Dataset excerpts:
▼

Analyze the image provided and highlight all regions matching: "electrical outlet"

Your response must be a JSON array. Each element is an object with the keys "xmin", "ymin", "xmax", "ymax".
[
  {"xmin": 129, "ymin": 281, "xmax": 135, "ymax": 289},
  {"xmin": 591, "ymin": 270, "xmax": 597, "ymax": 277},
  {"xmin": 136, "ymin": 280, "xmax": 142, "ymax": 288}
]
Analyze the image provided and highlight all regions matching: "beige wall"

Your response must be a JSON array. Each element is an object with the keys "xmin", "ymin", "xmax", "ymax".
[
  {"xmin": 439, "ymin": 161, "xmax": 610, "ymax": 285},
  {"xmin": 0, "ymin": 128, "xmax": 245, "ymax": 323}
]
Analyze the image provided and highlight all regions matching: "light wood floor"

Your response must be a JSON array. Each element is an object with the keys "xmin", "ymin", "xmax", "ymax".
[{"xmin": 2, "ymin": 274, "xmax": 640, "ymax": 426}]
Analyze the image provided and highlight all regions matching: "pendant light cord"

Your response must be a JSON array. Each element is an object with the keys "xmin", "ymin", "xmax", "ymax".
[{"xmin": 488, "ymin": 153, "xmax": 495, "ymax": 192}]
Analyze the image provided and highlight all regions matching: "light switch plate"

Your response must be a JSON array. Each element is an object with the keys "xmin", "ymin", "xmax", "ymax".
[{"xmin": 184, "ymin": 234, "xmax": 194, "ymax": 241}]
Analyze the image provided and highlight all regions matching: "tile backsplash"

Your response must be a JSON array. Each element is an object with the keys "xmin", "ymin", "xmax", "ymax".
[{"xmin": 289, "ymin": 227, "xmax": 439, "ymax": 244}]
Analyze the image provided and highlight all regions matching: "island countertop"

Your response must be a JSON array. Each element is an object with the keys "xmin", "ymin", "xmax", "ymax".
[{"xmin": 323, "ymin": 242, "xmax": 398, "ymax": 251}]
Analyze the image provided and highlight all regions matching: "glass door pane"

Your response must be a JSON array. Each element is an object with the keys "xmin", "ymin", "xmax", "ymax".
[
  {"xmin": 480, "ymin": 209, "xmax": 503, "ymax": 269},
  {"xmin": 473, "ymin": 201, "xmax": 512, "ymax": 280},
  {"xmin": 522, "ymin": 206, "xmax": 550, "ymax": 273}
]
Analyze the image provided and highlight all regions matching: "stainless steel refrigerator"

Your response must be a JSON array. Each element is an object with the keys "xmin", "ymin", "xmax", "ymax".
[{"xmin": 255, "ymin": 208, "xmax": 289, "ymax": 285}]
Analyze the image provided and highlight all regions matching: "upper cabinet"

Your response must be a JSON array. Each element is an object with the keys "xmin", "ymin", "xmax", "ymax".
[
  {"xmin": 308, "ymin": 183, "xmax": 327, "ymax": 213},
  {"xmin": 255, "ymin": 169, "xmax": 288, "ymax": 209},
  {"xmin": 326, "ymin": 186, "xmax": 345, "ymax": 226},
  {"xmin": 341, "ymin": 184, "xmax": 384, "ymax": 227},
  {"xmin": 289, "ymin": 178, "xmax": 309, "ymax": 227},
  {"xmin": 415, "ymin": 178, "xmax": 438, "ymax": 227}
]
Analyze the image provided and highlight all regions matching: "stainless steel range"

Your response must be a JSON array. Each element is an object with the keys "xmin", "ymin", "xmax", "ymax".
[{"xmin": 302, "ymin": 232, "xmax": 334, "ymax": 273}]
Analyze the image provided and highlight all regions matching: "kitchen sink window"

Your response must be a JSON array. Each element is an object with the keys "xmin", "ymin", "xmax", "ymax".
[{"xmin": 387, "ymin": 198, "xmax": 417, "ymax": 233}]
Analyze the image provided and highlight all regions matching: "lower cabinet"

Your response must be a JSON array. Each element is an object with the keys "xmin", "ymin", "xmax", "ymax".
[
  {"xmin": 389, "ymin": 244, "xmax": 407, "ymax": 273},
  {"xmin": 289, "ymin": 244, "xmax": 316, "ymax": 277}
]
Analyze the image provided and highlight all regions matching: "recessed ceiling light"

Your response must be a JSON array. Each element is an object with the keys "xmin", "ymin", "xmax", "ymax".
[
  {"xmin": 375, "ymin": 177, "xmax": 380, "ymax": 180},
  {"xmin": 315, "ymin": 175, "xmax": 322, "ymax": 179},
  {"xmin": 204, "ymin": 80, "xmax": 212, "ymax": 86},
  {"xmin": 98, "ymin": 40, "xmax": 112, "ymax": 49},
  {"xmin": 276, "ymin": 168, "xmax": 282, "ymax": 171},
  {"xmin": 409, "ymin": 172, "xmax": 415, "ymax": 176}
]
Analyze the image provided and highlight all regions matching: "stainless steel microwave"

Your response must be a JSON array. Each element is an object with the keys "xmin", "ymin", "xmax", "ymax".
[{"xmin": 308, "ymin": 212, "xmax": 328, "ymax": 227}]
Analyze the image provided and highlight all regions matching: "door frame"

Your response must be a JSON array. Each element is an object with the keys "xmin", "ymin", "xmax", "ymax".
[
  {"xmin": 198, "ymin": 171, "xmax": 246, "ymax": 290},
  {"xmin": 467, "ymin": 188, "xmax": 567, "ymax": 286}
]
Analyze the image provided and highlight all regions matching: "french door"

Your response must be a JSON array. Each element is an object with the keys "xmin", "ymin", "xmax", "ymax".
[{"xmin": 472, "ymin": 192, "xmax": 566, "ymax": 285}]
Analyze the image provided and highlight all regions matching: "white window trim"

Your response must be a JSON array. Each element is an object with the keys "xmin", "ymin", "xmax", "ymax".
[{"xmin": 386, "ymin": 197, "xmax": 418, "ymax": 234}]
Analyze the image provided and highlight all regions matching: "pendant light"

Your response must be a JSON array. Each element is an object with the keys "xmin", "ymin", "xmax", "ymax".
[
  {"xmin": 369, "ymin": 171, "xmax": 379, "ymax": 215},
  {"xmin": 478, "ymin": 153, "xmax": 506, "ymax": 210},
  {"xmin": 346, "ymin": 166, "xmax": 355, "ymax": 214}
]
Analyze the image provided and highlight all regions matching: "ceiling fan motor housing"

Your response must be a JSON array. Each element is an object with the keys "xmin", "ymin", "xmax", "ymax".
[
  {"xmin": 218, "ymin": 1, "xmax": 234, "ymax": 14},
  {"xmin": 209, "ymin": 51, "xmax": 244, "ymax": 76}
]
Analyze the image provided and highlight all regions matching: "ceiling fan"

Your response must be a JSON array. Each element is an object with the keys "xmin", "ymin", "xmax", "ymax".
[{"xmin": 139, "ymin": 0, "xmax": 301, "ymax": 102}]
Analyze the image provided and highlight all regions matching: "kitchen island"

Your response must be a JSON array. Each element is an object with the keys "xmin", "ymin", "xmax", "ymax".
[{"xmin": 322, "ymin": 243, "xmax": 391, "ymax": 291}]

▲

** Required action **
The whole set of records needs to be written out exactly.

** Solution **
Analyze the image provided and highlight all regions matching: "electrical outlet"

Your response must be a JSON array. Each element is an object with the keys "xmin", "ymin", "xmax", "ymax".
[
  {"xmin": 129, "ymin": 281, "xmax": 135, "ymax": 289},
  {"xmin": 591, "ymin": 270, "xmax": 597, "ymax": 277},
  {"xmin": 136, "ymin": 280, "xmax": 142, "ymax": 288}
]
Analyze the image provided and highlight all regions matching: "beige wall"

Your response must be a JSON array. Each element is an object with the keys "xmin", "ymin", "xmax", "ymax".
[
  {"xmin": 439, "ymin": 161, "xmax": 610, "ymax": 285},
  {"xmin": 0, "ymin": 128, "xmax": 245, "ymax": 323}
]
Analyze the image provided and highlight all regions matching: "light wood floor"

Your response must be a JSON array. Each element is an object with the keys "xmin", "ymin", "xmax", "ymax".
[{"xmin": 2, "ymin": 274, "xmax": 640, "ymax": 426}]
Analyze the image provided and highlight all regions matching: "pendant light cord"

Your response must be a JSON array. Each element is an object with the keys "xmin", "ymin", "xmax", "ymax".
[{"xmin": 488, "ymin": 153, "xmax": 495, "ymax": 192}]
Analyze the image provided and highlight all regions matching: "light switch plate"

Your response must be a JSON array. Each element is an object with the keys "xmin", "ymin", "xmax", "ymax".
[{"xmin": 184, "ymin": 234, "xmax": 194, "ymax": 241}]
Analyze the image provided and highlight all regions matching: "tile backsplash"

Your response must be a JSON array. Each element is an object with the keys "xmin", "ymin", "xmax", "ymax".
[{"xmin": 289, "ymin": 227, "xmax": 439, "ymax": 244}]
Analyze the image provided and highlight all regions matching: "island countertop"

Your response must be a JSON array. Each element is an object with the keys "xmin", "ymin", "xmax", "ymax".
[{"xmin": 323, "ymin": 242, "xmax": 398, "ymax": 251}]
Analyze the image provided and highlight all regions matching: "glass door pane"

Your response must be a JSON array. Each element is an object with the keys "xmin", "ymin", "xmax", "ymax".
[
  {"xmin": 480, "ymin": 209, "xmax": 503, "ymax": 269},
  {"xmin": 473, "ymin": 201, "xmax": 512, "ymax": 280},
  {"xmin": 522, "ymin": 206, "xmax": 550, "ymax": 273}
]
Analyze the image provided and highlight all regions matching: "stainless steel refrigerator"

Your response must be a JSON array. Each element is an object with the keys "xmin", "ymin", "xmax", "ymax".
[{"xmin": 255, "ymin": 208, "xmax": 289, "ymax": 285}]
Analyze the image provided and highlight all regions matching: "upper cabinet"

Your response must be a JSON array. Each element is an object with the keys "xmin", "ymin", "xmax", "ymax".
[
  {"xmin": 308, "ymin": 183, "xmax": 327, "ymax": 213},
  {"xmin": 255, "ymin": 169, "xmax": 288, "ymax": 209},
  {"xmin": 326, "ymin": 186, "xmax": 345, "ymax": 226},
  {"xmin": 341, "ymin": 184, "xmax": 384, "ymax": 227},
  {"xmin": 289, "ymin": 178, "xmax": 309, "ymax": 227},
  {"xmin": 415, "ymin": 178, "xmax": 438, "ymax": 227}
]
Analyze the image provided and highlight all regions matching: "stainless steel range"

Your response must be a JSON array. Each element is an object with the keys "xmin", "ymin", "xmax", "ymax".
[{"xmin": 302, "ymin": 232, "xmax": 334, "ymax": 273}]
Analyze the image provided and highlight all regions matching: "kitchen sink window"

Your response must be a JSON array. Each element is an object with the keys "xmin", "ymin", "xmax", "ymax".
[{"xmin": 387, "ymin": 198, "xmax": 417, "ymax": 233}]
Analyze the image provided and highlight all regions matching: "lower cabinet"

Your response must be a JSON array. Each element is an object with the keys "xmin", "ymin", "xmax", "ymax".
[
  {"xmin": 389, "ymin": 244, "xmax": 407, "ymax": 273},
  {"xmin": 289, "ymin": 244, "xmax": 316, "ymax": 277}
]
Analyze the image provided and highlight all regions matching: "recessed ceiling light"

Your response must be a JSON array. Each element is an object with the keys "xmin", "ymin", "xmax", "ymax".
[
  {"xmin": 375, "ymin": 177, "xmax": 380, "ymax": 180},
  {"xmin": 315, "ymin": 175, "xmax": 322, "ymax": 179},
  {"xmin": 204, "ymin": 80, "xmax": 212, "ymax": 86},
  {"xmin": 98, "ymin": 40, "xmax": 112, "ymax": 49},
  {"xmin": 276, "ymin": 168, "xmax": 282, "ymax": 171},
  {"xmin": 409, "ymin": 172, "xmax": 415, "ymax": 176}
]
Analyze the image provided and highlight all regions matching: "stainless steel microwave"

Your response must be a JSON array. Each element is an object with the keys "xmin", "ymin", "xmax", "ymax".
[{"xmin": 308, "ymin": 212, "xmax": 328, "ymax": 227}]
Analyze the image provided and highlight all regions matching: "door frame"

Your response must be a JSON array. Each element is an object with the keys "xmin", "ymin", "xmax", "ymax".
[
  {"xmin": 198, "ymin": 171, "xmax": 246, "ymax": 290},
  {"xmin": 467, "ymin": 188, "xmax": 567, "ymax": 286}
]
Analyze the image provided and highlight all regions matching: "french door"

Your response must be a JSON array. Each element is an object with the keys "xmin", "ymin", "xmax", "ymax".
[{"xmin": 472, "ymin": 192, "xmax": 566, "ymax": 285}]
Analyze the image provided and highlight all regions matching: "white window trim"

Your response must be a JSON array. Each element is an object with the keys "xmin", "ymin", "xmax", "ymax".
[{"xmin": 386, "ymin": 197, "xmax": 418, "ymax": 234}]
Analyze the image provided and highlight all regions matching: "pendant light"

Your response must be a JSON array. Each element is an object with the keys "xmin", "ymin", "xmax", "ymax".
[
  {"xmin": 369, "ymin": 171, "xmax": 379, "ymax": 215},
  {"xmin": 478, "ymin": 153, "xmax": 506, "ymax": 210},
  {"xmin": 346, "ymin": 166, "xmax": 355, "ymax": 214}
]
Analyze the image provided and highlight all regions matching: "ceiling fan motor housing"

Your response must be a JSON array. Each element is an object with the keys "xmin", "ymin", "xmax", "ymax".
[
  {"xmin": 218, "ymin": 1, "xmax": 234, "ymax": 14},
  {"xmin": 209, "ymin": 51, "xmax": 244, "ymax": 76}
]
Analyze the image provided and highlight all regions matching: "ceiling fan"

Your response must be a JSON array. Each element is an object with the keys "xmin", "ymin", "xmax", "ymax".
[{"xmin": 139, "ymin": 0, "xmax": 301, "ymax": 102}]
Analyze the image provided and highlight all regions matching: "kitchen island"

Your response must be a JSON array. Each element is an object with the keys "xmin", "ymin", "xmax", "ymax".
[{"xmin": 322, "ymin": 243, "xmax": 391, "ymax": 291}]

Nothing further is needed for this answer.